— WHAT IS ASKED —
Copy every one of the records below word for word, keeping each line in its original order.

# # # # #

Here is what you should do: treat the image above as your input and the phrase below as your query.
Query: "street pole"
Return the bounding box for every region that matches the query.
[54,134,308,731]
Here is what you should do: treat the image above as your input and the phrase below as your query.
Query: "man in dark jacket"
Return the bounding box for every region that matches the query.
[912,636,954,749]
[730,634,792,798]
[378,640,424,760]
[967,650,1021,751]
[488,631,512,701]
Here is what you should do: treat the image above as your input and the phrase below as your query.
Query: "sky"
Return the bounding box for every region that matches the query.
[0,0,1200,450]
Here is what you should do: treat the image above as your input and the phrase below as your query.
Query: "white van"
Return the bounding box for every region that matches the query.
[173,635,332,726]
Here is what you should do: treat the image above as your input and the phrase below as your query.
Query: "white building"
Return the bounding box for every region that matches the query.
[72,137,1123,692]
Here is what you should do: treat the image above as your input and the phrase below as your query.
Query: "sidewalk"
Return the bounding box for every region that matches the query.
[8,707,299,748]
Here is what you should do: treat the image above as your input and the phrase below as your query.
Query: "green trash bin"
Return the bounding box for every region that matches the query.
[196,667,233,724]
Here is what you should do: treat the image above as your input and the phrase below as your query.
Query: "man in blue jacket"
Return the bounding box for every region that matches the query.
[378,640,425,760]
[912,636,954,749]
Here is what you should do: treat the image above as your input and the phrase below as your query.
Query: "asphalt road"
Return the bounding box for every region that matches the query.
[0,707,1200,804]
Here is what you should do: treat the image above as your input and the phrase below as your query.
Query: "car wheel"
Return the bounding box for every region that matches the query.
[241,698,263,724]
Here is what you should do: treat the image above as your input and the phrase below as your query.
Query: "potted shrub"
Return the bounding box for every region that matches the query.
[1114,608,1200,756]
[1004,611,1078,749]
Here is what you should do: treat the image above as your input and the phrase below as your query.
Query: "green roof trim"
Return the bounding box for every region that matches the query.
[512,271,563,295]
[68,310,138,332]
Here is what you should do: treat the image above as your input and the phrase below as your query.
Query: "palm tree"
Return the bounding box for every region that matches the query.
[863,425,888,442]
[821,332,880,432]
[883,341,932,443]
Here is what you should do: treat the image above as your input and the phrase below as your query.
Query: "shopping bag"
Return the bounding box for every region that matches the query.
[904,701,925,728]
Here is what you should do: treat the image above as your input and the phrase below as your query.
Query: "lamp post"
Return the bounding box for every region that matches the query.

# # # # #

— PROBLEM SOLUTION —
Here is what you should do: treat the image above as your input and the phrase below as your query.
Query: "street pole"
Return the bounding box for every region that matches the query.
[54,134,308,731]
Here is what you should do: treat the image above as your input and the phrase below as your query.
Query: "man in dark jacket"
Return the bounding box for every region that matches the query.
[912,636,954,749]
[730,634,792,798]
[378,640,424,760]
[967,650,1021,751]
[488,631,512,701]
Here is what you should do: treat the image above as your input and the phrase below as your query.
Query: "sky"
Return the bounding box for every region that matches the query.
[0,0,1200,450]
Here is what you should do: treat the image above as your input and the phrase below as your query.
Query: "white van"
Return the bounding box for every region that matches the query.
[173,635,332,726]
Here is what you should do: treat the image above as your input and the phrase below as your query.
Query: "white building"
Return the bounding box for every region that matches the query.
[72,137,1123,692]
Here is what you should do: treat the image above as your input and the phrase below as your query.
Query: "sidewalk"
Return the bounding box for every region that matches the query.
[8,707,299,748]
Here is what you should do: treat the image above as your input and the phrase below as your query.
Query: "green trash bin"
Return the bounding box for every region that matches the query.
[196,667,233,724]
Here is what you should do: treat the image above as your input and the phrase below as your query.
Query: "man in blue jacket"
Return the bounding box for every region that matches the query.
[378,640,425,760]
[912,636,954,749]
Here is what you should do: treat the image above as your input and the phrase below as your query.
Query: "asphalt road"
Return the bounding box for every region that matches the query.
[0,707,1200,804]
Here is what you should do: treat the image above as your input and the phrase below as your query.
Query: "car wheel"
Return the bounding box for every region that matches the query.
[241,698,263,724]
Here is what you should do: treat the image above as your input and the phrase below as your query.
Query: "potted shrub"
Return the bounding box for every region that matches the query.
[1114,608,1200,756]
[1004,611,1078,749]
Here is what you should do: treat the image above as your input and the phrase below as your query.
Query: "green roof trim"
Return the bounding box for every region that matches the query.
[512,271,563,295]
[68,310,138,332]
Here is what you should do: treat the image above as your input and the phrase below as your query.
Query: "palm tree"
Return the bounding box for every region that matches the query.
[863,425,888,442]
[821,332,880,432]
[883,341,932,443]
Here is what you should do: treat the image above as your input and the phrase below as your query.
Query: "shopping bag"
Return the bounding box for every region that matches the query.
[904,701,925,728]
Here is what you should do: treat the image above as your input and the phrase below as your query.
Query: "lamp post"
Return the bounding box for every region that matches the query.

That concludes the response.